▶ [Material to process]
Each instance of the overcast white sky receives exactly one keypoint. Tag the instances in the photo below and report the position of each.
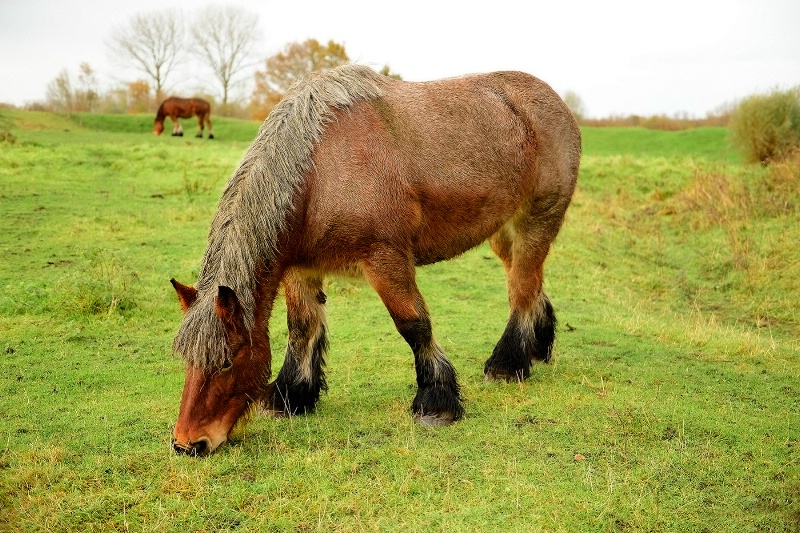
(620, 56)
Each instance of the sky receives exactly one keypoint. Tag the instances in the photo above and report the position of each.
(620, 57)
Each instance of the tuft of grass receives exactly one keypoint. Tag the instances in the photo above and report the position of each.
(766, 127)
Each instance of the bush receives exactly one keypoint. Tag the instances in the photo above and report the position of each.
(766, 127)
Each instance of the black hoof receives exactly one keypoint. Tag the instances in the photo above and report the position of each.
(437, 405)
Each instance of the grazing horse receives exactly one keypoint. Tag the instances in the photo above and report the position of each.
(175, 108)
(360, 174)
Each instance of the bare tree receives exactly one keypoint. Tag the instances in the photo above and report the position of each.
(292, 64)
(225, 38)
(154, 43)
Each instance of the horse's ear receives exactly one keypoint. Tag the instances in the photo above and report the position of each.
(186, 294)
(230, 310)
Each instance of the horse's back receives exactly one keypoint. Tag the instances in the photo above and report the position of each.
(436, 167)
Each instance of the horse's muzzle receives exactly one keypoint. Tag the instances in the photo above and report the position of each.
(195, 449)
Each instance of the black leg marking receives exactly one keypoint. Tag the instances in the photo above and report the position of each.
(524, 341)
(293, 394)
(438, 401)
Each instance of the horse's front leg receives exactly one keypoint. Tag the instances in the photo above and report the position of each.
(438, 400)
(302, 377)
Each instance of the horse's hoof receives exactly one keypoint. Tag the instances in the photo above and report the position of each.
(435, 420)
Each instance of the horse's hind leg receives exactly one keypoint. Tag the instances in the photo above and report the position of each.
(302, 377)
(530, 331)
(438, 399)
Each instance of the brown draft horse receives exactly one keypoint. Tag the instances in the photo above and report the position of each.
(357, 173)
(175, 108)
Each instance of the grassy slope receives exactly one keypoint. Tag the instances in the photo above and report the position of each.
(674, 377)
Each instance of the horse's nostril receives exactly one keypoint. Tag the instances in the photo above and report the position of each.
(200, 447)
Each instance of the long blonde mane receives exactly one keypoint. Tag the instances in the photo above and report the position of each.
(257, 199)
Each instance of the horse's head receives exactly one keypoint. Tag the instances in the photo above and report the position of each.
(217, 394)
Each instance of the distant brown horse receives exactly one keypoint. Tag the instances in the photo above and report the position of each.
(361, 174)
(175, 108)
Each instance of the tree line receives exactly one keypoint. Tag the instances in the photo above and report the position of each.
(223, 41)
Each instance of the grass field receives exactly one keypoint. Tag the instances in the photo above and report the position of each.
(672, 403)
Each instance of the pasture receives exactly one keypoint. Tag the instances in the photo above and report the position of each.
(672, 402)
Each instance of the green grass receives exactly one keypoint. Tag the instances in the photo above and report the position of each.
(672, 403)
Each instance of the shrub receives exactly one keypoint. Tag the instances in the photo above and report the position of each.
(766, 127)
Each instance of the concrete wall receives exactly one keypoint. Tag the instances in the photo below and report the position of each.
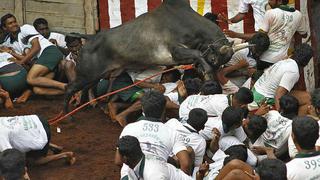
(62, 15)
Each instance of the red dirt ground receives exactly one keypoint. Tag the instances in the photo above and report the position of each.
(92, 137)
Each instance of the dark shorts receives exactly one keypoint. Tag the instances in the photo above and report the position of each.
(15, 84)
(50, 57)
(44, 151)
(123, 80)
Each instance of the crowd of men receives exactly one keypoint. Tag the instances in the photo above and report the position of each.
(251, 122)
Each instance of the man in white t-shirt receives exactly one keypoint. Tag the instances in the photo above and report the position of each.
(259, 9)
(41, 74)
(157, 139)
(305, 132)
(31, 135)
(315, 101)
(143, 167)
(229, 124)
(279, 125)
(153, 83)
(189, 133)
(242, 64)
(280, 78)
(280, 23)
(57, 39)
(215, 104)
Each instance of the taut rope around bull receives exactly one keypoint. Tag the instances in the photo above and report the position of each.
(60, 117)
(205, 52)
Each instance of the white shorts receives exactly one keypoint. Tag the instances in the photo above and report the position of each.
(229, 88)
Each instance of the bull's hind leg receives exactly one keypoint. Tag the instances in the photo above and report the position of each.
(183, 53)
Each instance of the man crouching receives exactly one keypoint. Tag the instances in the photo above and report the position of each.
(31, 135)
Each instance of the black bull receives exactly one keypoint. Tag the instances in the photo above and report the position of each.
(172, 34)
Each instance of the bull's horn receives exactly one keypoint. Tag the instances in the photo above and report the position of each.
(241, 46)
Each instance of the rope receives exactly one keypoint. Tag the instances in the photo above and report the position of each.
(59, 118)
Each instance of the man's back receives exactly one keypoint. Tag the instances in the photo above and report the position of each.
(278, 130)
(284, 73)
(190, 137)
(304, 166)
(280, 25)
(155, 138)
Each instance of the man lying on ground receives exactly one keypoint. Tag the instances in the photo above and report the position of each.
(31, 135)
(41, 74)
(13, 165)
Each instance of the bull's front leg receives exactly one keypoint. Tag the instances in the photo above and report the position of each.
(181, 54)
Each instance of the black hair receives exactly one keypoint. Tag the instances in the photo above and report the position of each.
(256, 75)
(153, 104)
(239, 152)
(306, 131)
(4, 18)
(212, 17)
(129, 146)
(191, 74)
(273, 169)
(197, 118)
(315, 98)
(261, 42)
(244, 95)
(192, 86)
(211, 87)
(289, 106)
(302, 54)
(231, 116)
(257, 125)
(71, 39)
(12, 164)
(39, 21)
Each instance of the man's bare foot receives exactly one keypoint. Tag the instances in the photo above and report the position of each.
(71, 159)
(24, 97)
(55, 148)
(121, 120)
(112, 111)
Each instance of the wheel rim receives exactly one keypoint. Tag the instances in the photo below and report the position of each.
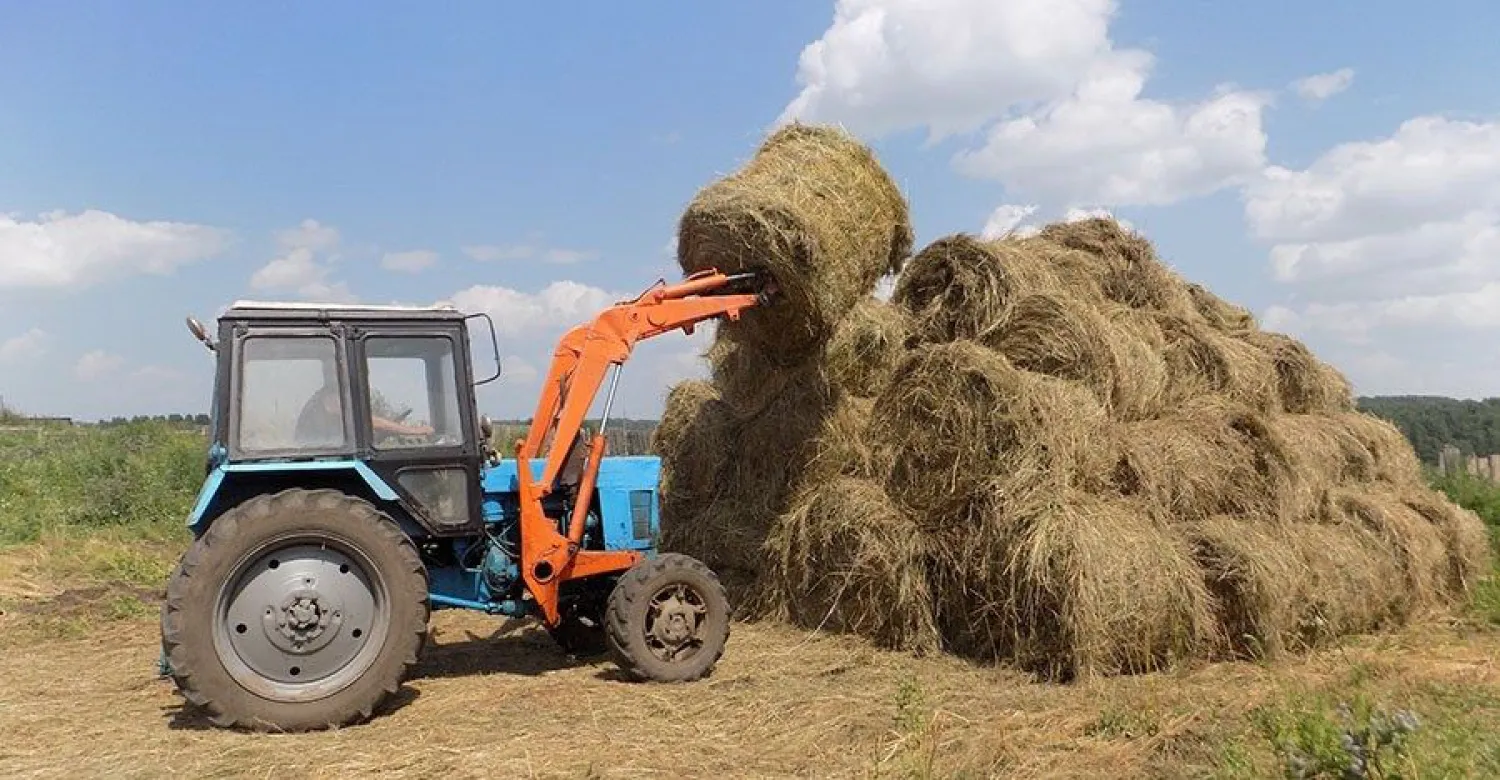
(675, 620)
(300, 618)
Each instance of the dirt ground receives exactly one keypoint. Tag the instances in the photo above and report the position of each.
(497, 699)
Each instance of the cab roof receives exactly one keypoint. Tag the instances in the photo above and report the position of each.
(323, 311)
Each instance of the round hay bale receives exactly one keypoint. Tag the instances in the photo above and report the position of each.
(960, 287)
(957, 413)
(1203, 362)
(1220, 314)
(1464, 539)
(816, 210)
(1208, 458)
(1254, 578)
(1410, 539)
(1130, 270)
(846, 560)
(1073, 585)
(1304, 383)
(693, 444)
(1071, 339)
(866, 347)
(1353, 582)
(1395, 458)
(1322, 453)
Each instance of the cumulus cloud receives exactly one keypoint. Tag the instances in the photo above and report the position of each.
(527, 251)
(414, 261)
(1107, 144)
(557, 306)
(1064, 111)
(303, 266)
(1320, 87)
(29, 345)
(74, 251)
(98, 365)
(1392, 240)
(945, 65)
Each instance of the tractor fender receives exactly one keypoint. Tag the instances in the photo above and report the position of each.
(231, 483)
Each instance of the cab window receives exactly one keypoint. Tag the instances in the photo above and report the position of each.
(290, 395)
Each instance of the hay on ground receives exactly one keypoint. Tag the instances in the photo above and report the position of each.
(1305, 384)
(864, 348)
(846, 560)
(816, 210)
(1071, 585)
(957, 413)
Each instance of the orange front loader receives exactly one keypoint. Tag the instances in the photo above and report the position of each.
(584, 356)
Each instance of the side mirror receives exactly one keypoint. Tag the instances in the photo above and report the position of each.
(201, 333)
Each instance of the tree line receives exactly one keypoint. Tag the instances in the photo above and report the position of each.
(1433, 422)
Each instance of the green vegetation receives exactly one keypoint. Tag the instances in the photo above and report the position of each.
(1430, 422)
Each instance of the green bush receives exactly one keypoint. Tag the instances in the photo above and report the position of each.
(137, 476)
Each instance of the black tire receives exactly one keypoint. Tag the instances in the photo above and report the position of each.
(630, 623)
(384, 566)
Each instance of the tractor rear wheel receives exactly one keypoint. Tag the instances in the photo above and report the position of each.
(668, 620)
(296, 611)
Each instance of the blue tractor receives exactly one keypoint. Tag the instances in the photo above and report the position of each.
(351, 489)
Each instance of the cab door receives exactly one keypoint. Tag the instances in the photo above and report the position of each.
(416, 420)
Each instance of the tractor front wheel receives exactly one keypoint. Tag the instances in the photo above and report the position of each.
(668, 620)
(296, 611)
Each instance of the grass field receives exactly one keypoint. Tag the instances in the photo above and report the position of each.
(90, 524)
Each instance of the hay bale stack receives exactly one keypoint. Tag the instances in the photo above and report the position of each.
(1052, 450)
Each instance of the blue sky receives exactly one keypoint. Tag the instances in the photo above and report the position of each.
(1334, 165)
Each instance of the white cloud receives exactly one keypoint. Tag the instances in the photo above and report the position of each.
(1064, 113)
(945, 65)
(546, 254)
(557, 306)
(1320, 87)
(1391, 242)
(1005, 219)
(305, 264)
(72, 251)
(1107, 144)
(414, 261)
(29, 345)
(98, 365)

▶ [What you need to do]
Rewrite the stretch of rows from the one containing "Each instance of the blue tractor" through the last row. Keep all wording unchanged and add 24 to every coordinate in the answers.

▶ [Result of the task]
Each instance of the blue tractor receives exactly one keypoint. Tag the instances in the photo above and report the position of each.
(375, 513)
Each instance of the cab door receives exactly one keypoint. Tag the instances in the photo above and report the position of each.
(440, 444)
Each instance of the tractor front wheel receives exactly one keypoint. Tag the instances in the photo above and report the position of each.
(692, 644)
(320, 635)
Each instance of the grass field receives exactly one keypoint. Tag the instances in the photo above and report the position of each.
(114, 548)
Each instance of the hay bale stack receives exactly one keypoint. Tag the instances in the photo above and report the position of each.
(1076, 474)
Each instance of the blue sky receives exactly one keypoint. Tag the instances in the photo above and report the position of each.
(1358, 189)
Each instance of the white cloud receives exactly one keypoint. Tag the instances in the photo above and report the position of each.
(1088, 137)
(969, 89)
(570, 278)
(581, 330)
(1344, 111)
(1415, 266)
(1029, 243)
(329, 288)
(96, 275)
(1131, 168)
(438, 285)
(53, 369)
(122, 389)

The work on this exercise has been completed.